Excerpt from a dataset

══════════

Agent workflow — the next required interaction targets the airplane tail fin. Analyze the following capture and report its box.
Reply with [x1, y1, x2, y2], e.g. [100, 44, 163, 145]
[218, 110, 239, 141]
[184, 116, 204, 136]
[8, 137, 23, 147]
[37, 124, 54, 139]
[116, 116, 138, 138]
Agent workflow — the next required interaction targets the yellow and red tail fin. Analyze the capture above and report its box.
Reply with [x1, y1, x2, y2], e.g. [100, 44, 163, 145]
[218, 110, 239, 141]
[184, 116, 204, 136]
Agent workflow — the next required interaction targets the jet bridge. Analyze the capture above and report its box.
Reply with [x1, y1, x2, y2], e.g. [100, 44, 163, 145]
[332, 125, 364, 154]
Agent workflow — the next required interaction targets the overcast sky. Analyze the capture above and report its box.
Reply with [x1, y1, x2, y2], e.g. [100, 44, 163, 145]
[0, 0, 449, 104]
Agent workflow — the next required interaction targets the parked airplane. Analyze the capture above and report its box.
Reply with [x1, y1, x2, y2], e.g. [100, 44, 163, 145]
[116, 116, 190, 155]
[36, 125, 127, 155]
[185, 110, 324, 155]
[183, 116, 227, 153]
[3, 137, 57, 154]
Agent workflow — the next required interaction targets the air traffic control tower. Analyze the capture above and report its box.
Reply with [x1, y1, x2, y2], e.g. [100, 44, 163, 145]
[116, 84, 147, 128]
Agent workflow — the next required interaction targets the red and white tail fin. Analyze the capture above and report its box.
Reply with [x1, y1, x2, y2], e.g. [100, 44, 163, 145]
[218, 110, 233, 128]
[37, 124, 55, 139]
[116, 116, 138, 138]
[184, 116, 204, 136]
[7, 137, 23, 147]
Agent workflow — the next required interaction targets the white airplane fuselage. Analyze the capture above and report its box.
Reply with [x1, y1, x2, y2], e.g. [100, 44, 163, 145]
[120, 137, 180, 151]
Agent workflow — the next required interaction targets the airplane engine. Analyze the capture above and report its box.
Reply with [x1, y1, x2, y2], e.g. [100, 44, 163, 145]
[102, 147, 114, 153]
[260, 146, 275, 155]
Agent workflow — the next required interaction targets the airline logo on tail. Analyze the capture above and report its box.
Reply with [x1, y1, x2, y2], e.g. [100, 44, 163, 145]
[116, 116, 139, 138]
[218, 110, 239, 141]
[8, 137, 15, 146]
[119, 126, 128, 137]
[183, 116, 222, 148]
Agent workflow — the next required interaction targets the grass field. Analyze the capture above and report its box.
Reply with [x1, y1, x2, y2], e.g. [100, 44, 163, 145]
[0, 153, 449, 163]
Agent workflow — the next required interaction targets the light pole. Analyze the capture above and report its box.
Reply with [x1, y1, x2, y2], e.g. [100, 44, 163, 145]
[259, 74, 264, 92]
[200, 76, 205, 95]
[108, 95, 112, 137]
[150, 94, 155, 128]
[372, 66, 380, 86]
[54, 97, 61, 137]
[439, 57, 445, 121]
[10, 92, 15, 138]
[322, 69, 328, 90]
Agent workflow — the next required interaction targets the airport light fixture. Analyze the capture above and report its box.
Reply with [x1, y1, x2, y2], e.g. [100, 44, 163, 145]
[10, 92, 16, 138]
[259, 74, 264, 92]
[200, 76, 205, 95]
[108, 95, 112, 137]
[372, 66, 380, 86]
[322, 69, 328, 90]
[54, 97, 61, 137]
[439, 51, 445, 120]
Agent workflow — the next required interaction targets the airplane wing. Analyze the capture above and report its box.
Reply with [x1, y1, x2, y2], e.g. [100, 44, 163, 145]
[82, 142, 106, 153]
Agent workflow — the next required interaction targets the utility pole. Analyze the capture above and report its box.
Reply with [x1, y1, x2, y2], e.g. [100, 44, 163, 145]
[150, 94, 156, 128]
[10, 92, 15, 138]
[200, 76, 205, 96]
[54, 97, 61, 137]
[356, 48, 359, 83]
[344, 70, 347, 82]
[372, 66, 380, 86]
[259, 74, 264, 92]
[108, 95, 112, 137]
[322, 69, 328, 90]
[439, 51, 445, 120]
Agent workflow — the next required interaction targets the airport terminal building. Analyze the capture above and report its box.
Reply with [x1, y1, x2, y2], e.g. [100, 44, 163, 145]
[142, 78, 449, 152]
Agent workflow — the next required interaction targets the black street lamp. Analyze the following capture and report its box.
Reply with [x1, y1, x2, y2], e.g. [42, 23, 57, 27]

══════════

Rewrite all of the entries, swapping each "Agent workflow" for "Automation run" and leaving everything else unchanged.

Automation run — the next required interaction targets the airplane tail fin. Analyze the following capture and report its box.
Reply with [x1, y1, x2, y2], e.g. [100, 44, 163, 145]
[218, 110, 239, 141]
[184, 116, 204, 136]
[8, 137, 23, 147]
[37, 124, 54, 139]
[116, 116, 138, 138]
Automation run — the next required interaction targets the yellow and red tail fin. Analyze the capture above and report its box.
Reply with [x1, y1, x2, y2], e.g. [100, 44, 163, 145]
[218, 110, 239, 141]
[184, 116, 204, 136]
Automation run — the next required interaction targets the jet bridge. Analyze the capture above and report its box.
Reply with [x1, y1, x2, y2], e.g. [100, 44, 163, 145]
[332, 125, 364, 154]
Automation run — the next required interaction targets the overcast sky. Analyze the capture above and report its box.
Reply with [x1, y1, x2, y2], e.g. [100, 44, 163, 145]
[0, 0, 449, 104]
Automation run — the next required interaction targets the parked airplane. Analyze the capture above and report its box.
Reply with [x1, y1, x2, y2], e.g. [100, 44, 163, 145]
[116, 116, 190, 155]
[36, 125, 127, 155]
[185, 110, 324, 155]
[183, 116, 227, 153]
[3, 137, 57, 154]
Automation run — the next required interaction targets the air traffic control tower. Analyze the capture above and report its box.
Reply with [x1, y1, x2, y2], e.g. [100, 44, 163, 145]
[116, 84, 147, 128]
Automation run — the next required interaction targets the red and white tail fin. Analyze the capture above and report its box.
Reply with [x1, y1, x2, y2], e.g. [100, 44, 163, 145]
[218, 110, 233, 128]
[37, 124, 55, 139]
[116, 116, 138, 138]
[184, 116, 204, 136]
[7, 137, 23, 147]
Automation run — the next required interaction targets the white airplane fuselage. Analyze the capture above and report its box.
Reply with [x1, y1, x2, y2], e.g. [100, 44, 163, 145]
[120, 137, 180, 151]
Automation run — the next required interaction targets the airplane engine. Analyze the capture above and report its box.
Reply with [x1, y1, x2, y2], e.g. [100, 44, 163, 145]
[102, 147, 114, 153]
[260, 146, 275, 155]
Automation run — the next required interaction targets the airline logo on tail. Analyze the capture above and report its box.
Reply with [x1, y1, x2, y2], e.g. [100, 44, 163, 145]
[116, 116, 139, 138]
[218, 110, 239, 141]
[8, 137, 15, 146]
[119, 126, 128, 137]
[183, 116, 222, 148]
Automation run — the next required interaction targets the grass field. Analyze the capture above and report its box.
Reply with [x1, y1, x2, y2], e.g. [100, 44, 163, 145]
[0, 153, 449, 163]
Automation run — the next required interaction targets the light pole. Analyze the capture above and report its box.
Reply with [x1, y1, x2, y2], e.g. [100, 44, 163, 145]
[259, 74, 264, 92]
[200, 76, 205, 95]
[108, 95, 112, 137]
[150, 94, 155, 128]
[372, 66, 380, 86]
[54, 97, 61, 137]
[439, 57, 445, 121]
[10, 92, 15, 138]
[322, 69, 328, 90]
Automation run — the next required interaction targets the airport light fixture. Analyze the capture above and report its box.
Reply with [x1, y1, x2, y2], e.g. [100, 44, 163, 145]
[10, 92, 16, 138]
[259, 74, 264, 92]
[200, 76, 205, 95]
[108, 95, 112, 137]
[372, 66, 380, 86]
[322, 69, 328, 90]
[54, 97, 61, 137]
[439, 51, 445, 120]
Automation run — the next required interaction targets the airplane wing. Analyze the capture above and report its box.
Reply with [x1, y1, x2, y2], e.g. [100, 44, 163, 145]
[82, 142, 106, 153]
Automation run — the next required interaction targets the utility pole. Analyze the capture above and report its box.
Reply with [x1, y1, x2, y2], e.g. [100, 44, 163, 145]
[150, 94, 156, 128]
[10, 92, 15, 138]
[200, 76, 205, 96]
[54, 97, 61, 137]
[356, 48, 359, 83]
[344, 70, 347, 82]
[372, 66, 380, 86]
[259, 74, 264, 92]
[108, 95, 112, 137]
[322, 69, 328, 90]
[439, 51, 445, 120]
Automation run — the next required interaction targets the airport terminal building. Analyze the capture above and report its box.
Reply with [x1, y1, x2, y2], e.g. [100, 44, 163, 145]
[142, 78, 449, 152]
Automation run — the next required interaction targets the black street lamp. Analyze the following capture and report its box.
Reply with [x1, y1, x2, y2], e.g. [42, 23, 57, 27]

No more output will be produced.